--- START OF EXERCISE INPUTS ---

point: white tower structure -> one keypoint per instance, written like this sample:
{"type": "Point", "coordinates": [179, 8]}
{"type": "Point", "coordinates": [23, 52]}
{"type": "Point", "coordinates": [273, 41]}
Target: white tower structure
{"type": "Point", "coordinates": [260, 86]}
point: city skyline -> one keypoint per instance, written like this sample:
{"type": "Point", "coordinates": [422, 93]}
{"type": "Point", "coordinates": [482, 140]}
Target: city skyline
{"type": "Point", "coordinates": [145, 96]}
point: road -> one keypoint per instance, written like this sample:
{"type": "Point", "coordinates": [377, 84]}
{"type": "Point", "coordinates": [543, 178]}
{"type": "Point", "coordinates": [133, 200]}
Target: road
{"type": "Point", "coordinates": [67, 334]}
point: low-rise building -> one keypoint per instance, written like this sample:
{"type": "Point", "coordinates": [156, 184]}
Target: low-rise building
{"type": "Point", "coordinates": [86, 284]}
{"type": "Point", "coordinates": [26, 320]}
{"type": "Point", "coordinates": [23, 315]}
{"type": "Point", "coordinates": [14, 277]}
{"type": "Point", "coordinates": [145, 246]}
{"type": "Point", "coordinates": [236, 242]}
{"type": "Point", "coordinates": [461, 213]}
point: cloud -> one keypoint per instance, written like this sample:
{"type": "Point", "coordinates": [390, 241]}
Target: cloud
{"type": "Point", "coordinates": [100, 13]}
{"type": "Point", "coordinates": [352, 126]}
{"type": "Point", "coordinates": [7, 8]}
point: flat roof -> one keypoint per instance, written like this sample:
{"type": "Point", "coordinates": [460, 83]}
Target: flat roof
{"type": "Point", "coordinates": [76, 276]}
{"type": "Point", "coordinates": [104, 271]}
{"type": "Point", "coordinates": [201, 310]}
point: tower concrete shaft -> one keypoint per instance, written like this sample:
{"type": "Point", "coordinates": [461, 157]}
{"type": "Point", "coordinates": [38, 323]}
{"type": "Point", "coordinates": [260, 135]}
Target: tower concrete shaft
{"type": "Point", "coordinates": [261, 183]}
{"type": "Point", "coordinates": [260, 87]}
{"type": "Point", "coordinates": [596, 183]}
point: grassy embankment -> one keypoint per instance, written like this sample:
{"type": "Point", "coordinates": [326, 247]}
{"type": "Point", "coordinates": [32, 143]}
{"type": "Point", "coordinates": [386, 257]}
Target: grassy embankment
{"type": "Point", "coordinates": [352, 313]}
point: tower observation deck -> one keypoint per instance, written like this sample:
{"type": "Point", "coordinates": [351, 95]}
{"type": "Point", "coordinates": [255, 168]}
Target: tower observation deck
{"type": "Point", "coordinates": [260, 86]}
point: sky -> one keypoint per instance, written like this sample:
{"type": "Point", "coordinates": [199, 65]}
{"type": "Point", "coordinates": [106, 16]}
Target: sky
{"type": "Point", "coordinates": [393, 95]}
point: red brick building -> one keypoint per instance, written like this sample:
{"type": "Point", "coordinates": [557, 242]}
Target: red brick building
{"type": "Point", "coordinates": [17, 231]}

--- END OF EXERCISE INPUTS ---

» INSTRUCTIONS TO FOLLOW:
Turn all the items above into a Markdown table with the columns Row and Line. Put one line per row, number the rows in order, and leave out any blank lines.

» ANSWER TO THIS EXERCISE:
| Row | Line |
|---|---|
| 1 | point: white tower structure -> one keypoint per instance, written like this sample: |
| 2 | {"type": "Point", "coordinates": [179, 8]} |
| 3 | {"type": "Point", "coordinates": [23, 52]} |
| 4 | {"type": "Point", "coordinates": [273, 41]} |
| 5 | Target: white tower structure |
| 6 | {"type": "Point", "coordinates": [260, 86]} |
| 7 | point: city skyline -> one keypoint per instance, written like this sample: |
| 8 | {"type": "Point", "coordinates": [422, 93]} |
| 9 | {"type": "Point", "coordinates": [482, 140]} |
| 10 | Target: city skyline |
| 11 | {"type": "Point", "coordinates": [145, 96]} |
| 12 | point: road -> one keypoint per instance, written like this sample: |
| 13 | {"type": "Point", "coordinates": [377, 84]} |
| 14 | {"type": "Point", "coordinates": [543, 178]} |
| 15 | {"type": "Point", "coordinates": [133, 200]} |
| 16 | Target: road |
| 17 | {"type": "Point", "coordinates": [67, 334]} |
| 18 | point: low-rise building -> one keypoint per instance, written like this sample: |
| 19 | {"type": "Point", "coordinates": [156, 184]} |
| 20 | Target: low-rise building |
| 21 | {"type": "Point", "coordinates": [86, 284]} |
| 22 | {"type": "Point", "coordinates": [26, 320]} |
| 23 | {"type": "Point", "coordinates": [23, 315]} |
| 24 | {"type": "Point", "coordinates": [14, 277]} |
| 25 | {"type": "Point", "coordinates": [145, 246]} |
| 26 | {"type": "Point", "coordinates": [236, 242]} |
| 27 | {"type": "Point", "coordinates": [461, 213]} |
| 28 | point: cloud -> one keypoint per instance, written like this sample: |
| 29 | {"type": "Point", "coordinates": [390, 241]} |
| 30 | Target: cloud |
| 31 | {"type": "Point", "coordinates": [100, 13]} |
| 32 | {"type": "Point", "coordinates": [352, 126]} |
| 33 | {"type": "Point", "coordinates": [7, 8]} |
| 34 | point: flat roof -> one keypoint per instance, written like this sample: |
| 35 | {"type": "Point", "coordinates": [460, 83]} |
| 36 | Target: flat roof |
| 37 | {"type": "Point", "coordinates": [76, 276]} |
| 38 | {"type": "Point", "coordinates": [104, 271]} |
| 39 | {"type": "Point", "coordinates": [201, 310]} |
| 40 | point: tower concrete shaft -> one keypoint per instance, written like this sample: |
| 41 | {"type": "Point", "coordinates": [461, 157]} |
| 42 | {"type": "Point", "coordinates": [38, 323]} |
| 43 | {"type": "Point", "coordinates": [260, 135]} |
| 44 | Target: tower concrete shaft |
| 45 | {"type": "Point", "coordinates": [261, 183]} |
| 46 | {"type": "Point", "coordinates": [260, 87]} |
| 47 | {"type": "Point", "coordinates": [596, 183]} |
| 48 | point: grassy embankment -> one keypoint per instance, written like this sample: |
| 49 | {"type": "Point", "coordinates": [326, 247]} |
| 50 | {"type": "Point", "coordinates": [32, 143]} |
| 51 | {"type": "Point", "coordinates": [386, 257]} |
| 52 | Target: grassy embankment |
| 53 | {"type": "Point", "coordinates": [352, 313]} |
| 54 | point: tower observation deck -> one keypoint per instance, written like this sample: |
| 55 | {"type": "Point", "coordinates": [351, 95]} |
| 56 | {"type": "Point", "coordinates": [255, 168]} |
| 57 | Target: tower observation deck |
| 58 | {"type": "Point", "coordinates": [260, 86]} |
| 59 | point: sky -> one keypoint per instance, written like this sample: |
| 60 | {"type": "Point", "coordinates": [199, 65]} |
| 61 | {"type": "Point", "coordinates": [106, 16]} |
| 62 | Target: sky |
| 63 | {"type": "Point", "coordinates": [393, 95]} |
| 64 | point: red brick building -> one keypoint per instance, written like this sample: |
| 65 | {"type": "Point", "coordinates": [557, 242]} |
| 66 | Target: red brick building |
| 67 | {"type": "Point", "coordinates": [17, 231]} |